Given request - Render the rows below as a numbered list, from the line containing "n toms coffee" through the line containing "596,689,740,721", both included, and leave out any blank lines.

Record list -
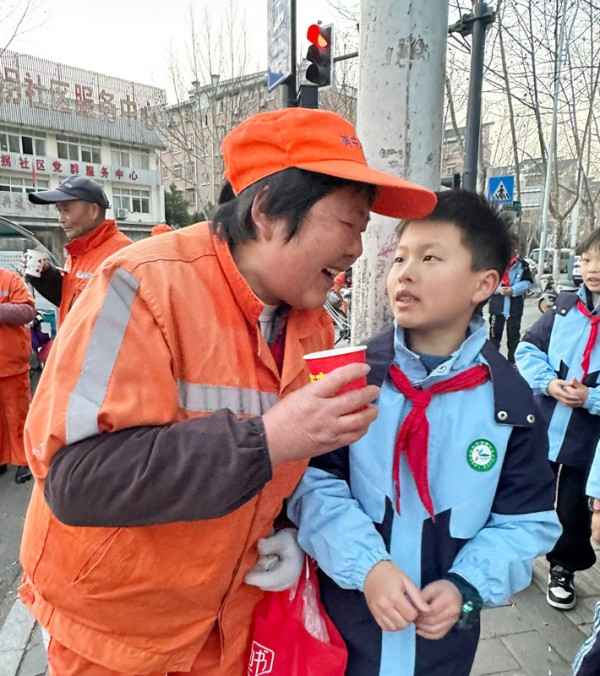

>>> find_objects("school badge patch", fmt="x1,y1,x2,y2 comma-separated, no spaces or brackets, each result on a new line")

...

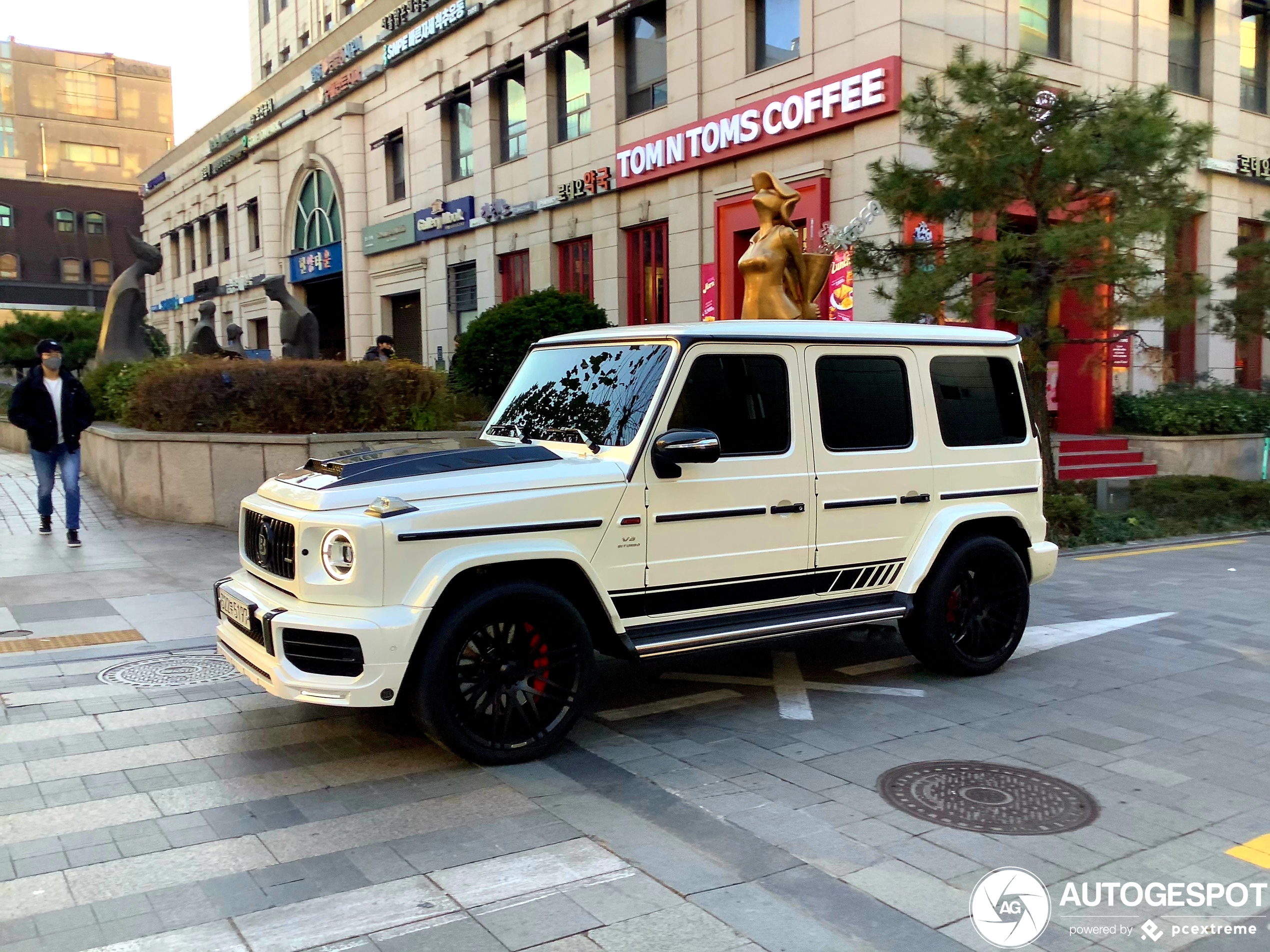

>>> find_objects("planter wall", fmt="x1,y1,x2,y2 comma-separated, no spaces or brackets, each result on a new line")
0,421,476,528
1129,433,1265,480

---

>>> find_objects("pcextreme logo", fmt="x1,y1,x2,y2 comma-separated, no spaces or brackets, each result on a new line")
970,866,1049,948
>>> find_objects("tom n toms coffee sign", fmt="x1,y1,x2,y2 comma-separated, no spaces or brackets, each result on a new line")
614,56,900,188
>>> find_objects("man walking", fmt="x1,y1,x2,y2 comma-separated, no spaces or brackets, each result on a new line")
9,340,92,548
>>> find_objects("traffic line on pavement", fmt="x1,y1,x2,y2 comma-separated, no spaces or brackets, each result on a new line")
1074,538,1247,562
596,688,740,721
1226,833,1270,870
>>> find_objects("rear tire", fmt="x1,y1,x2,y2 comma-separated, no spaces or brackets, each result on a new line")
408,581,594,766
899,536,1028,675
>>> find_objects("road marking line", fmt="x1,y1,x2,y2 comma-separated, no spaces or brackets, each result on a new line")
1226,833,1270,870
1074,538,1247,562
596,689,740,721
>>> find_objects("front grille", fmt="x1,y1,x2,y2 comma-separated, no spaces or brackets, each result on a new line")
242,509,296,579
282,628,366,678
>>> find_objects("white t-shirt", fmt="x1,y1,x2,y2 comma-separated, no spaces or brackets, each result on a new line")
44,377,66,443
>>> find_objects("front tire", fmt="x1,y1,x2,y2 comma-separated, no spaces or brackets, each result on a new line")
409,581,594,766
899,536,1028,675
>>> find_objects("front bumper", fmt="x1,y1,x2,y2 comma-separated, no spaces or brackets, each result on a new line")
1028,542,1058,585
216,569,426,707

Solution below -
1. >>> find_objects("tom n toms coffee sign", fmt="x1,y1,x2,y2 comma-separated, no spaces or brackets, each result on a new line")
2. 614,56,900,188
3. >>> find_objects("man walking", fmt="x1,y1,x2,y2 comma-separated, no spaces or brackets, each result on a new line")
4. 9,340,92,548
5. >>> find_objects("traffic line on pavement", fmt="x1,y1,x2,y2 comma-separated, no spaces or brackets, each result on a new line")
6. 1074,538,1247,562
7. 596,688,740,721
8. 1226,833,1270,870
9. >>> find_objects("rear tire", fmt="x1,y1,x2,y2 comma-separated, no spaces or brackets, each result on a new line")
10. 408,581,594,766
11. 899,536,1028,675
12. >>> find_objects("road marking line", fmt="x1,y1,x2,y2 comma-separated, no spaces or brackets, each result on a new line")
13. 1226,833,1270,870
14. 1074,538,1247,562
15. 596,689,740,721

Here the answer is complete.